▶ [EXERCISE OBJECTIVE]
Please show each line in the records below that contains the word "ceiling". Copy those lines unchanged.

▶ [EXTRACTED INFORMATION]
:::::
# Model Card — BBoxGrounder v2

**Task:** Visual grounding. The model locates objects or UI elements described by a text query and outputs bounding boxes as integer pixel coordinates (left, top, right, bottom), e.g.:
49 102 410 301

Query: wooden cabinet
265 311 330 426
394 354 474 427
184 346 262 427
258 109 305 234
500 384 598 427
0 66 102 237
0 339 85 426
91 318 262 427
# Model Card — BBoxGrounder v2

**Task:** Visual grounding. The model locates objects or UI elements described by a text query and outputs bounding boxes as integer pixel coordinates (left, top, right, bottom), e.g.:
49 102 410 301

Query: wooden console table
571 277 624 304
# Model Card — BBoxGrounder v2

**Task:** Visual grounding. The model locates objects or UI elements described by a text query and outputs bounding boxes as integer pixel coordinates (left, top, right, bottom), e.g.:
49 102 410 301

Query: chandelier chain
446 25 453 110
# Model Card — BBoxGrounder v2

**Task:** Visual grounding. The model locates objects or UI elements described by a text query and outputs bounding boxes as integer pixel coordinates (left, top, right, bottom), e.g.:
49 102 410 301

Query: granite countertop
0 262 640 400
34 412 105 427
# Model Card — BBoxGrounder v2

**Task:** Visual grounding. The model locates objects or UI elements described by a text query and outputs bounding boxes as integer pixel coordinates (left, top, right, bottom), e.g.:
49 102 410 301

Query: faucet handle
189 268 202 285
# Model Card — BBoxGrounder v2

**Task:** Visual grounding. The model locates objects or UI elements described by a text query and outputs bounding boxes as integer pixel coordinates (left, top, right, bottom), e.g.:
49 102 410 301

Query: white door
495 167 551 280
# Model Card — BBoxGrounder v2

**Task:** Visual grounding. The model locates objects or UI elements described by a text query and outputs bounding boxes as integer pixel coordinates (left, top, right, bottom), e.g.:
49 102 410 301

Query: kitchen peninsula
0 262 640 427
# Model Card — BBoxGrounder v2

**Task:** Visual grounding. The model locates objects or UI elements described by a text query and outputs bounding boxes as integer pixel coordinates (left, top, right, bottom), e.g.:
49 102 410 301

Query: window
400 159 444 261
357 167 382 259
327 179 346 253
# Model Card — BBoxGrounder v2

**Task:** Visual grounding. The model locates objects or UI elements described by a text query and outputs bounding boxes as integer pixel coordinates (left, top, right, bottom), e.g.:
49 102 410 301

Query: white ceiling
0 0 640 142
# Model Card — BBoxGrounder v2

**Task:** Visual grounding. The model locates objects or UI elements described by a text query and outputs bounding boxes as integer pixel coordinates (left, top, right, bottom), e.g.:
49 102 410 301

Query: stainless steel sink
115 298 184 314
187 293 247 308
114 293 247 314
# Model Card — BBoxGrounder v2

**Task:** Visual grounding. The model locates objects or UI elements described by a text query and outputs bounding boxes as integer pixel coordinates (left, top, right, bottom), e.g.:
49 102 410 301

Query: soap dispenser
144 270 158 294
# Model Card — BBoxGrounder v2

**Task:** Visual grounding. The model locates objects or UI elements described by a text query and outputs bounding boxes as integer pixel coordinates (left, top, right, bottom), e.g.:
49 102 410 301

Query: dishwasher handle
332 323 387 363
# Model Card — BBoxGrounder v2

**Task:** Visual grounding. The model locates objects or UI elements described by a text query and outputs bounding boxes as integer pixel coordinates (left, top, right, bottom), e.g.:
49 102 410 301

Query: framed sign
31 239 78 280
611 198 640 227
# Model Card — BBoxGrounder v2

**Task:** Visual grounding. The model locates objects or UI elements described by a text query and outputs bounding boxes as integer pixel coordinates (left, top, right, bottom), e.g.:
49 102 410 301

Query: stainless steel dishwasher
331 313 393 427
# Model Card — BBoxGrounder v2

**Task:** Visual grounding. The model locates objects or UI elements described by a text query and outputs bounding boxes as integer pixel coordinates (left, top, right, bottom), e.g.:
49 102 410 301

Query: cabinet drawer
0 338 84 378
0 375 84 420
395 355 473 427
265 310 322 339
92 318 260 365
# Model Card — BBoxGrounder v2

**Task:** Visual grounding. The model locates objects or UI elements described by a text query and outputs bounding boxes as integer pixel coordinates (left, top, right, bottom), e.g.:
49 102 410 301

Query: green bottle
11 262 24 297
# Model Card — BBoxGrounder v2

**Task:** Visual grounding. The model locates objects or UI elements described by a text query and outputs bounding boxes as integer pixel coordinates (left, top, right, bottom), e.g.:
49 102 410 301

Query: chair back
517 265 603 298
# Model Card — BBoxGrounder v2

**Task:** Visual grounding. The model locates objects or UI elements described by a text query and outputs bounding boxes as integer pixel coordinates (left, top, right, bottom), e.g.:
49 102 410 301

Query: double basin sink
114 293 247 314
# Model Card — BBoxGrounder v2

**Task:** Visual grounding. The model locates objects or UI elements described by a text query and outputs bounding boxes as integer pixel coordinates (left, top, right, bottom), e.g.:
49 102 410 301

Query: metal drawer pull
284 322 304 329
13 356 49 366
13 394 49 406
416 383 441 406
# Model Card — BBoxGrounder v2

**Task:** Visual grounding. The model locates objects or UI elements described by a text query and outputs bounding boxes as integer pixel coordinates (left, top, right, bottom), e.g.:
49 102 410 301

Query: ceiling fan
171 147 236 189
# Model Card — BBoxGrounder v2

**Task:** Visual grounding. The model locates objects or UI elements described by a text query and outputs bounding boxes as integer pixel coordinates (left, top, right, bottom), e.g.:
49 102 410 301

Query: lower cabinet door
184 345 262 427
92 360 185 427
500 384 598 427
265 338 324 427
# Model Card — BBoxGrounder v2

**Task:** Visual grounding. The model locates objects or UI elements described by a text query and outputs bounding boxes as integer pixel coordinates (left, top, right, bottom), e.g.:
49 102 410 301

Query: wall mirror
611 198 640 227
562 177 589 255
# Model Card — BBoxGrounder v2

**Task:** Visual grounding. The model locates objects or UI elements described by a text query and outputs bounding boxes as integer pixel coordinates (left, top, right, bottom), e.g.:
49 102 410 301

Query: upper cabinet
:::::
▶ [EXERCISE RESULT]
Query: white ceiling
Query: ceiling fan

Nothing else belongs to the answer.